■ Task brief ■
How many lines in the rows below contain the string "distant"? Treat uppercase and lowercase as different, and give only the number.

■ Data entries ■

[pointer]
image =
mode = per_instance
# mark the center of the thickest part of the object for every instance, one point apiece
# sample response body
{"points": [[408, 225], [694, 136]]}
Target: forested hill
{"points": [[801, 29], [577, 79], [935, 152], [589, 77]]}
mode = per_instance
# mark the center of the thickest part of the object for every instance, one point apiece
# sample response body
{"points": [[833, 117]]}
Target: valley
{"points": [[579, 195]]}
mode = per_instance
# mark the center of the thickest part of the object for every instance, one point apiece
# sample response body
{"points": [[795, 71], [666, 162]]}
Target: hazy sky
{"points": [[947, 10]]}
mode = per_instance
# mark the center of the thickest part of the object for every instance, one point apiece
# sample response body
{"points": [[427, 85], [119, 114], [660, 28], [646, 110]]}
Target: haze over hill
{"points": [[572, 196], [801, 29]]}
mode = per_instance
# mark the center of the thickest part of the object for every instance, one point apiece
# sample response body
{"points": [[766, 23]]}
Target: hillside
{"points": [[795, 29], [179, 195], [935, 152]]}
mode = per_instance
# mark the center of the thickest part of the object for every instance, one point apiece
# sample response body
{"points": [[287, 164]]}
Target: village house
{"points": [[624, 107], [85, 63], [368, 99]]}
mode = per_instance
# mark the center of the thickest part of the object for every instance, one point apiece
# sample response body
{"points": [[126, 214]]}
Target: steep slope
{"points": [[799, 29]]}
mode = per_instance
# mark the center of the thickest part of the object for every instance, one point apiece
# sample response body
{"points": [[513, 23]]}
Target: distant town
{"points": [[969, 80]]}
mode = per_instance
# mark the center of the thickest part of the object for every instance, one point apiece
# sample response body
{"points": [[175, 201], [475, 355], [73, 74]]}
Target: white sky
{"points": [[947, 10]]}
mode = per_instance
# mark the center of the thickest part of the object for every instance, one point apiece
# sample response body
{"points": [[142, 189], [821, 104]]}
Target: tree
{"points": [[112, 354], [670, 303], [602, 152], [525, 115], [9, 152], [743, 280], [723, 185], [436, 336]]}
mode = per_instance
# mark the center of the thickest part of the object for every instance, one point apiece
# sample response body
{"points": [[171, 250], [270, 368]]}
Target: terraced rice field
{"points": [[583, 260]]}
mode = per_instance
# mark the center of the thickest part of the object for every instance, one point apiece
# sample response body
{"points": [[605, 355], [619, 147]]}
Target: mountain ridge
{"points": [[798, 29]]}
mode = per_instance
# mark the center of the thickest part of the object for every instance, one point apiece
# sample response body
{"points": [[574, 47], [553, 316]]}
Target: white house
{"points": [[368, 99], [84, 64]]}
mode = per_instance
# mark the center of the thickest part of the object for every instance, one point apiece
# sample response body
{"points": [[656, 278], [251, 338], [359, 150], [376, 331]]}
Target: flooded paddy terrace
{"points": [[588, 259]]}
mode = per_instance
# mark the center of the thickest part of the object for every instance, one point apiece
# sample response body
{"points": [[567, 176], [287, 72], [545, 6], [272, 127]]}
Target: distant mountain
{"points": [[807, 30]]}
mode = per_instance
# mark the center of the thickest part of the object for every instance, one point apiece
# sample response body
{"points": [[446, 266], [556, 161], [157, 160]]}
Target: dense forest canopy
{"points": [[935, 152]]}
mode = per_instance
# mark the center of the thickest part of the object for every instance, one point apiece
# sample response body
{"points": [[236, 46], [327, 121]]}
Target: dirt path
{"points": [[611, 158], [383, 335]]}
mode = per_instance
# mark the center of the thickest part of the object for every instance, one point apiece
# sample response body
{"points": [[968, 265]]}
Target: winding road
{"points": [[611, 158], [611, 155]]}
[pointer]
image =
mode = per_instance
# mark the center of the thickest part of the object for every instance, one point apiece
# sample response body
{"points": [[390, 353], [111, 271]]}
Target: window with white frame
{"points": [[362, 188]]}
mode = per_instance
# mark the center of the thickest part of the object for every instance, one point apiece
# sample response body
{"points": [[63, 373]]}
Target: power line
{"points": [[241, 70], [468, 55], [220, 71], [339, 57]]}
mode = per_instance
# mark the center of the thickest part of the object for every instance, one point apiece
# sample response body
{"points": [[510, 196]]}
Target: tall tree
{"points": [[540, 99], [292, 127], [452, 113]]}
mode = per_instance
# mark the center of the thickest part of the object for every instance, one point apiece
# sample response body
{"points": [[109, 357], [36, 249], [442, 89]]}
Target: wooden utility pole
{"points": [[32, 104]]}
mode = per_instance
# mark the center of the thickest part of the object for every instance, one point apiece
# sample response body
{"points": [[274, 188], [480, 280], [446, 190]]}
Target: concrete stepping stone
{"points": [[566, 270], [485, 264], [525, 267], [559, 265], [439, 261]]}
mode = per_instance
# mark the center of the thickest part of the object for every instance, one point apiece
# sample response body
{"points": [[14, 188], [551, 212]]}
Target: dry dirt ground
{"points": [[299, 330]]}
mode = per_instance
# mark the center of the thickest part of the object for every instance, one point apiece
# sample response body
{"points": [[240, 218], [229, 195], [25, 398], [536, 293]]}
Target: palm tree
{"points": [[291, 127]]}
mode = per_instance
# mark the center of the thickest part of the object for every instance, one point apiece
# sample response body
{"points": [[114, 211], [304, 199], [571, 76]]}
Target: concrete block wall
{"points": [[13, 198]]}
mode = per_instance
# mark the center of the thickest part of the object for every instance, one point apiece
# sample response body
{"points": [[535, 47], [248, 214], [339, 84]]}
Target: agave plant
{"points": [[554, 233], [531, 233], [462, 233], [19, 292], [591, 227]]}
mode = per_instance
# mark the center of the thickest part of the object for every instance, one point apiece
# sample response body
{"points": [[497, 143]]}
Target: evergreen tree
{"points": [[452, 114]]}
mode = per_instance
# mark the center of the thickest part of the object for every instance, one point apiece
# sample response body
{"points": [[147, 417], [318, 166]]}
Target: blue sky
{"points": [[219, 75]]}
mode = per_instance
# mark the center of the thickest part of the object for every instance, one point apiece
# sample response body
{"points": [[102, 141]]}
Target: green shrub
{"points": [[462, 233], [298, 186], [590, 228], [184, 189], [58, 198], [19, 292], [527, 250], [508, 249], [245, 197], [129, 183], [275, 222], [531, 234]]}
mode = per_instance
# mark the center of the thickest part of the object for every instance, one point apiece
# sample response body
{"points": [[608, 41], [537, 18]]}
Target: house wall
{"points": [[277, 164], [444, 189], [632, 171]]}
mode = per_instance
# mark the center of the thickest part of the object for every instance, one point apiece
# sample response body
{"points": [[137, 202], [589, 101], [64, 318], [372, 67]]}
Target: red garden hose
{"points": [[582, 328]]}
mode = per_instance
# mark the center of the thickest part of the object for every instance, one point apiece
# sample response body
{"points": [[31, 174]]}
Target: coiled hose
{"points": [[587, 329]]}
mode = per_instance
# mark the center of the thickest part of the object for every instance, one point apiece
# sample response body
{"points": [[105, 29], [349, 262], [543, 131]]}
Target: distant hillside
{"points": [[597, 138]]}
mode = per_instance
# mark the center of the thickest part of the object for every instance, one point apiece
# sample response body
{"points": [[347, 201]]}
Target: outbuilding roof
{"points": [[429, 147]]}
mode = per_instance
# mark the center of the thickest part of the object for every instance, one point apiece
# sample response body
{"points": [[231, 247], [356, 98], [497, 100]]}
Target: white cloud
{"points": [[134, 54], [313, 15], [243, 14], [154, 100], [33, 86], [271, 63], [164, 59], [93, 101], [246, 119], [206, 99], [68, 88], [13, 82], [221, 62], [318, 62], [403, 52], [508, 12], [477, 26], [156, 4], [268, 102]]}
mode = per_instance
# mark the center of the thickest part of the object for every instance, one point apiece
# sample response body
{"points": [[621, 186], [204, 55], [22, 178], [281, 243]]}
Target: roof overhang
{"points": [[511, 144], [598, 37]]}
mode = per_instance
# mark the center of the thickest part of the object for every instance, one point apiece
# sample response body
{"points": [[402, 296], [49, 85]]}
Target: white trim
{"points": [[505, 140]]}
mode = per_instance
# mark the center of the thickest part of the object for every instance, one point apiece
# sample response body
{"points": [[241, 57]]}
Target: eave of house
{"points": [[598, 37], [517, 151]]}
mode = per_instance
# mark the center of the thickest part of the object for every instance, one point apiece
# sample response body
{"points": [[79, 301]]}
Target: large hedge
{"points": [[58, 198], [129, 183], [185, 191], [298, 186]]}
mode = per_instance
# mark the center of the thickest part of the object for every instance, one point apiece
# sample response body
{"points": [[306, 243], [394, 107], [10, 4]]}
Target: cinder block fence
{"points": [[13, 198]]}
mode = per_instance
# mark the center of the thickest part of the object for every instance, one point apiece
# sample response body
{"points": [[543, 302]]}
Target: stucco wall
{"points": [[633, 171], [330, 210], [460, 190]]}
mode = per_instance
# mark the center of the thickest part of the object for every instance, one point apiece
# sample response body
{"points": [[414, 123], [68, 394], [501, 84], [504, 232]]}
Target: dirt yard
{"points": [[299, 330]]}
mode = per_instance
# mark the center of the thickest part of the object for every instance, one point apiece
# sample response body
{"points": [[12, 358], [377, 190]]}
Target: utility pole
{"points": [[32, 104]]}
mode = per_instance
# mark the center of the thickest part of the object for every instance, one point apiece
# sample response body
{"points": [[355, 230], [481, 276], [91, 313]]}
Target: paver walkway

■ Written answer ■
3